● WHAT IS REQUIRED
Nothing but the pictures gets dropped; retype every entry exactly.

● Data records
----------
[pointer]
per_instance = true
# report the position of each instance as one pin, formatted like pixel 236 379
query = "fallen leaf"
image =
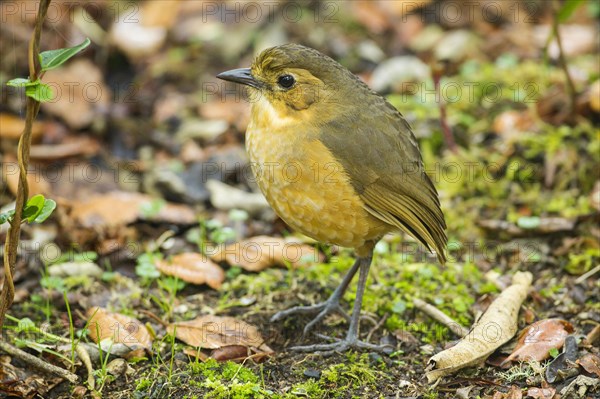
----------
● REPLY
[pointer]
per_instance = true
# report the position of each instance as one pin, formatted like pixel 236 379
query = "fallen leaf"
image =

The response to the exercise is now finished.